* [Description of the task]:
Find the line containing "Target: camera on pool deck" in the data below and repeat it, along with all later lines, exactly through the last one.
****************
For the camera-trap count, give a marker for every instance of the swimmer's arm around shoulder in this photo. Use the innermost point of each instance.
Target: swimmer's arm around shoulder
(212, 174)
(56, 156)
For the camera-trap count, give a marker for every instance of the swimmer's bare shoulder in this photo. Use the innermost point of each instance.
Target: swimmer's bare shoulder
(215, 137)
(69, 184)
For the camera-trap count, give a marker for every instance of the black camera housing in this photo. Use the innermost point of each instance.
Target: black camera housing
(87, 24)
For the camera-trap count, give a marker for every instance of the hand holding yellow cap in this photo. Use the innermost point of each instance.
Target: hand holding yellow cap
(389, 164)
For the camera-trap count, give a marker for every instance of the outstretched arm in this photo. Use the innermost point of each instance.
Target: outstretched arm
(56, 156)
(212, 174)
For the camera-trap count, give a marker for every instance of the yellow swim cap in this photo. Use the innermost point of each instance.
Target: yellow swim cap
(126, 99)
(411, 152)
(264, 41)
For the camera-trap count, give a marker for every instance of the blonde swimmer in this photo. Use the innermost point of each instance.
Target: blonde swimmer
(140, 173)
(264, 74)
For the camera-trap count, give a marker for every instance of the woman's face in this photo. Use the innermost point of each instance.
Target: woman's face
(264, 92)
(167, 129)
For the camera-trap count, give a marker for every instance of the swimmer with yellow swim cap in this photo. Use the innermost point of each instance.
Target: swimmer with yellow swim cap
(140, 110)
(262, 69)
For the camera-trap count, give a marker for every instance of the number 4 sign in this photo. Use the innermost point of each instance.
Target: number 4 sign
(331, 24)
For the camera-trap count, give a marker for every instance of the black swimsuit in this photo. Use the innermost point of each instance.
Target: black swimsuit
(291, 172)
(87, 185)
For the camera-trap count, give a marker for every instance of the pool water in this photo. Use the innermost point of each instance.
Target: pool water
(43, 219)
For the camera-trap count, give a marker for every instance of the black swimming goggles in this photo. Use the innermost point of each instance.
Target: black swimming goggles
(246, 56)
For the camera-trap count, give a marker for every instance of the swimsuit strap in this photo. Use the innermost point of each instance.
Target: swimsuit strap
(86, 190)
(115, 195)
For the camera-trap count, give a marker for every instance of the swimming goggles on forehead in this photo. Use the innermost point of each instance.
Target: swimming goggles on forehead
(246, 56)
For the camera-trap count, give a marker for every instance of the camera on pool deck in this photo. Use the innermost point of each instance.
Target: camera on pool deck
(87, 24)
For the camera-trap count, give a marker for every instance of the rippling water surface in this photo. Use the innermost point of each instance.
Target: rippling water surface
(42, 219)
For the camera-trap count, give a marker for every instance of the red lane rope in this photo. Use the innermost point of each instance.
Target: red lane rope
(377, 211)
****************
* [Solved exercise]:
Target: camera on pool deck
(87, 24)
For the camera-trap count, give a marker for every instance of the rippling water surface in this photo. Use the innermost point of each instance.
Target: rippling water surface
(42, 219)
For the camera-trap count, give a marker for every instance of the red lane rope in this photo. Use the innermost point of each instance.
Target: red lane rope
(377, 211)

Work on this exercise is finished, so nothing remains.